SOURCE DATA below:
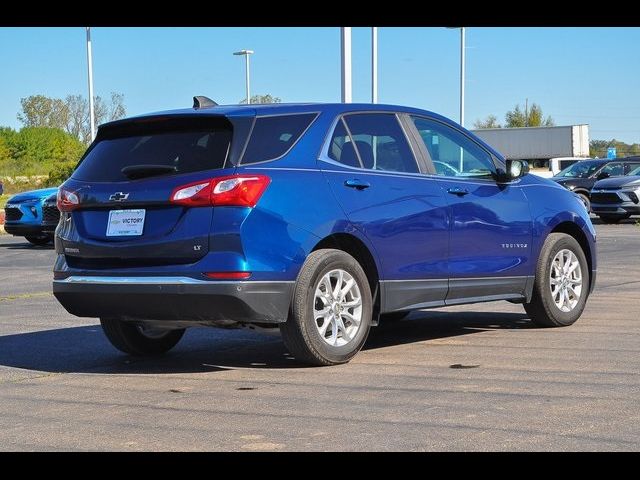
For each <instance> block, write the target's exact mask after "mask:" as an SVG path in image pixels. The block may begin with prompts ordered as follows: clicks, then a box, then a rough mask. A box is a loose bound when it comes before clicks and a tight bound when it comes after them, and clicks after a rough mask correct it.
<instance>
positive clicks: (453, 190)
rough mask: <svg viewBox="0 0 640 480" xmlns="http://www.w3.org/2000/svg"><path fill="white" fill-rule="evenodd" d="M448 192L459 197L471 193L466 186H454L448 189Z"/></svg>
mask: <svg viewBox="0 0 640 480" xmlns="http://www.w3.org/2000/svg"><path fill="white" fill-rule="evenodd" d="M447 193H450V194H451V195H458V196H459V197H464V196H465V195H468V194H469V190H467V189H466V188H460V187H453V188H450V189H449V190H447Z"/></svg>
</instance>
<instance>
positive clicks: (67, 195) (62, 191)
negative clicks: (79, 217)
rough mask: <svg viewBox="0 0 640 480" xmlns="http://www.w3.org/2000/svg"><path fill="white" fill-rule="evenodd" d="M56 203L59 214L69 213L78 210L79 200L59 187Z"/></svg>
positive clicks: (56, 198)
mask: <svg viewBox="0 0 640 480" xmlns="http://www.w3.org/2000/svg"><path fill="white" fill-rule="evenodd" d="M56 203H57V205H58V210H60V211H61V212H70V211H71V210H73V209H75V208H78V205H80V199H79V198H78V195H76V194H75V193H73V192H70V191H69V190H66V189H64V188H62V187H61V188H59V189H58V195H57V197H56Z"/></svg>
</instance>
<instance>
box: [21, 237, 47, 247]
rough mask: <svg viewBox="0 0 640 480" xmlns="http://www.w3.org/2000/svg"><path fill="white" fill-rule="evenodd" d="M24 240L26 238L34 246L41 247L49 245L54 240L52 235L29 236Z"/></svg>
mask: <svg viewBox="0 0 640 480" xmlns="http://www.w3.org/2000/svg"><path fill="white" fill-rule="evenodd" d="M24 238H26V239H27V241H28V242H29V243H31V244H32V245H38V246H39V247H42V246H44V245H47V244H48V243H49V242H51V241H52V240H53V237H52V236H51V235H27V236H26V237H24Z"/></svg>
End of SOURCE DATA.
Write the records out again exactly as shown above, keeping no pictures.

**ANSWER BOX**
For each <instance> block, write the target's exact mask after "mask:" as an SVG path in image pixels. The block may begin with prompts ordered as follows: clicks, then a box, then a rough mask. A box is a loose bound when it comes before clicks and a tight bound when it comes after them, and clicks after a rough mask correct it.
<instance>
positive clicks: (453, 190)
rough mask: <svg viewBox="0 0 640 480" xmlns="http://www.w3.org/2000/svg"><path fill="white" fill-rule="evenodd" d="M448 192L459 197L471 193L466 186H454L448 189Z"/></svg>
mask: <svg viewBox="0 0 640 480" xmlns="http://www.w3.org/2000/svg"><path fill="white" fill-rule="evenodd" d="M447 193H450V194H451V195H458V196H459V197H464V196H465V195H468V194H469V190H467V189H466V188H460V187H453V188H450V189H449V190H447Z"/></svg>
</instance>
<instance>
positive clicks: (67, 195) (62, 191)
negative clicks: (79, 217)
rough mask: <svg viewBox="0 0 640 480" xmlns="http://www.w3.org/2000/svg"><path fill="white" fill-rule="evenodd" d="M56 203L59 214L69 213L78 210L79 200L59 187Z"/></svg>
positive clicks: (56, 198)
mask: <svg viewBox="0 0 640 480" xmlns="http://www.w3.org/2000/svg"><path fill="white" fill-rule="evenodd" d="M56 203H57V205H58V210H60V211H61V212H70V211H71V210H73V209H75V208H78V205H80V199H79V198H78V195H76V194H75V193H73V192H70V191H69V190H66V189H64V188H62V187H61V188H59V189H58V195H57V197H56Z"/></svg>
</instance>
<instance>
box: [21, 237, 47, 247]
rough mask: <svg viewBox="0 0 640 480" xmlns="http://www.w3.org/2000/svg"><path fill="white" fill-rule="evenodd" d="M24 240L26 238L34 246L41 247L49 245L54 240L52 235L29 236Z"/></svg>
mask: <svg viewBox="0 0 640 480" xmlns="http://www.w3.org/2000/svg"><path fill="white" fill-rule="evenodd" d="M24 238H26V239H27V241H28V242H29V243H31V244H32V245H38V246H39V247H42V246H44V245H47V244H48V243H49V242H51V241H52V240H53V237H52V236H51V235H27V236H26V237H24Z"/></svg>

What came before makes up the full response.